What is the program for?

Fityk is a program for nonlinear fitting of analytical functions (especially peak-shaped) to data (usually experimental data). The most concise description: peak fitting software. There are also people using it to remove the baseline from data, or to display data only.

It is reportedly used in crystallography, chromatography, photoluminescence and photoelectron spectroscopy, infrared and Raman spectroscopy, to name but a few. Although the author has a general understanding only of experimental methods other than powder diffraction, he would like to make it useful to as many people as possible.

Fityk offers various nonlinear fitting methods, simple background subtraction and other manipulations to the dataset, easy placement of peaks and changing of peak parameters, support for analysis of series of datasets, automation of common tasks with scripts, and much more. The main advantage of the program is flexibility - parameters of peaks can be arbitrarily bound to each other, e.g. the width of a peak can be an independent variable, the same as the width of another peak, or can be given by complex (and general for all peaks) formula.

Extracted records
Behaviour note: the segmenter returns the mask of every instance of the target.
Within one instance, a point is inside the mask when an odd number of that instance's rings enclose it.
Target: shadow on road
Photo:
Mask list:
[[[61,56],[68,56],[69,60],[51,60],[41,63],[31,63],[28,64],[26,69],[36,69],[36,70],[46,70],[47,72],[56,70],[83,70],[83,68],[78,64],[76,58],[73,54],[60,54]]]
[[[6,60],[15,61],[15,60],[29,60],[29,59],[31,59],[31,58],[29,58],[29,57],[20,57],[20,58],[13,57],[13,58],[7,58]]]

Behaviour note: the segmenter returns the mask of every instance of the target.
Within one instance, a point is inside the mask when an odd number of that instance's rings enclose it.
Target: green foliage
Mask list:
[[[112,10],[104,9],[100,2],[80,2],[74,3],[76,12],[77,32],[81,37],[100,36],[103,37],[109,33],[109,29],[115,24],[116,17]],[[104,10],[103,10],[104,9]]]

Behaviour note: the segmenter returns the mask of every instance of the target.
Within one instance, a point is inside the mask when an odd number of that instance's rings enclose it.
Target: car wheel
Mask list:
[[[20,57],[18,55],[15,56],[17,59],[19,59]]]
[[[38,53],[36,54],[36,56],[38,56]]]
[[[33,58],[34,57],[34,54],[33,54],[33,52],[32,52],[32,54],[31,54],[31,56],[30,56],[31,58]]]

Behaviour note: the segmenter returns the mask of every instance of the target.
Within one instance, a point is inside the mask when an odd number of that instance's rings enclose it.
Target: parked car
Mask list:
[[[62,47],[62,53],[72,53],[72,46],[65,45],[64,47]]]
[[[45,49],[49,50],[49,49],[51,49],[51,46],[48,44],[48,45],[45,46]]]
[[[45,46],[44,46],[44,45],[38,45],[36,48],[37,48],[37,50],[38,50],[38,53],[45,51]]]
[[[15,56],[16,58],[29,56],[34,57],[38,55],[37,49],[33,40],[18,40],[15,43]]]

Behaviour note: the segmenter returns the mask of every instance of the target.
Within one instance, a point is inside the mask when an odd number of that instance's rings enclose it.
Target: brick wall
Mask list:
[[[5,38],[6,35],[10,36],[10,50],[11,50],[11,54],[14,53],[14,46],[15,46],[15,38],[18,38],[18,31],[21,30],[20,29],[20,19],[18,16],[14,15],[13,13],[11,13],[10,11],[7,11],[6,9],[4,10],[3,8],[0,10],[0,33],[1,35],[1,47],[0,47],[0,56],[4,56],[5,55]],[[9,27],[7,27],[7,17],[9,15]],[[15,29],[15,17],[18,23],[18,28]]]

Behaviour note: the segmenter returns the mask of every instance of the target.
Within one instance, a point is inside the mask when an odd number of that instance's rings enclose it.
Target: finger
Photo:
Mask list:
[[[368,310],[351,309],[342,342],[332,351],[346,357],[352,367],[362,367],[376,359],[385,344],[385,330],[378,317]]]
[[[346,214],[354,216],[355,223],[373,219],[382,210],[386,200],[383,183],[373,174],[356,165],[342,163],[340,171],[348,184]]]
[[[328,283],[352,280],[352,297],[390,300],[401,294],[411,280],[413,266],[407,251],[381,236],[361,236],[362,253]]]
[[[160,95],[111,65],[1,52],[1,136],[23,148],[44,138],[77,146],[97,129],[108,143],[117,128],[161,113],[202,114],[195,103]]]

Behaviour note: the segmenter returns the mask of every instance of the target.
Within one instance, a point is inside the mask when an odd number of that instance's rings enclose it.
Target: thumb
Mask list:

(GOAL) According to the Fityk description, what is the main advantage of the program? Rely only on the Fityk description for your answer.

(ANSWER IN FULL) Its main advantage is flexibility: parameters of peaks can be arbitrarily bound to each other.